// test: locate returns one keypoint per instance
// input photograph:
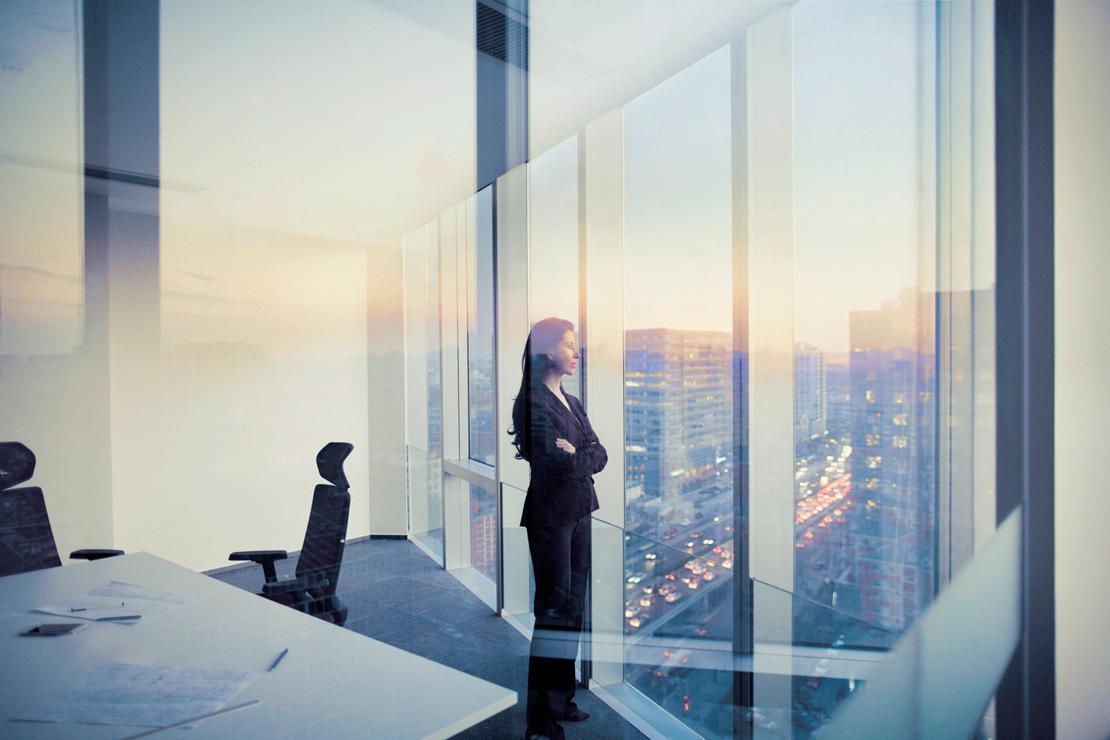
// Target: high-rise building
(894, 488)
(678, 422)
(810, 398)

——————

**Stated goal**
Copy all of the rows above verbatim, leaving out the picture.

**Final result**
// test: locate returns one keypoint per instance
// input photograph:
// Target: high-rise building
(894, 488)
(678, 422)
(810, 398)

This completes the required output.